* Exercise details
Reproduce every line of the data from the one containing "Put one point on every instance of the bare" through the end, and adjust each point coordinate by adding -65 to it.

* Data records
::::::
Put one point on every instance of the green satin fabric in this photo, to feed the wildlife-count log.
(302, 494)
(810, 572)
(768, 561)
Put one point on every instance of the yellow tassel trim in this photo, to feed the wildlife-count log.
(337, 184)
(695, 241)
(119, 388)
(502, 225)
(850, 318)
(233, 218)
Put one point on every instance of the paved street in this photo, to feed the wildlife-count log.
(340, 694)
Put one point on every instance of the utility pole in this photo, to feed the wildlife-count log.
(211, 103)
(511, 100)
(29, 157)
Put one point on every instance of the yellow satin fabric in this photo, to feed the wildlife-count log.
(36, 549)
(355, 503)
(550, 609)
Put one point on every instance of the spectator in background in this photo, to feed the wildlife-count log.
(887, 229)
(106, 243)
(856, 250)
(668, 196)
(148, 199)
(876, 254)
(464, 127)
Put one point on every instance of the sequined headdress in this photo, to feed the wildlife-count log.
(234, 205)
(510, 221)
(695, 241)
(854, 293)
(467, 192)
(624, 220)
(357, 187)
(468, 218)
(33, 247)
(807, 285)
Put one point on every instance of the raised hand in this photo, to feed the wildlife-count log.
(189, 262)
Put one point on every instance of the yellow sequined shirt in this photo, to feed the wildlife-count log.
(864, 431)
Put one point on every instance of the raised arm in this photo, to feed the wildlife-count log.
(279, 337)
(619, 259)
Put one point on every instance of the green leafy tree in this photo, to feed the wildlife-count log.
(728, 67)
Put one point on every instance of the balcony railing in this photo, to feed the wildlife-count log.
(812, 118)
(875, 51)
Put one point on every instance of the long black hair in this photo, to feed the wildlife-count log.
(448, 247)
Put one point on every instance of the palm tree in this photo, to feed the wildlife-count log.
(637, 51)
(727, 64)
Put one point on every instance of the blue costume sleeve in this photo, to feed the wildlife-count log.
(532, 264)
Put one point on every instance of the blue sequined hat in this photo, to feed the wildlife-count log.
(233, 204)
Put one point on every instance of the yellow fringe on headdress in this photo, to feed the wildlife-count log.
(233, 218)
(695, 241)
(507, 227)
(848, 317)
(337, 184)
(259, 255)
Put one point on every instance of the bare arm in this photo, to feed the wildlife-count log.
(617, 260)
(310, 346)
::::::
* Reply
Put one point on every instance of the bare arm in this photo, to feed the wildlife-count log.
(552, 195)
(245, 281)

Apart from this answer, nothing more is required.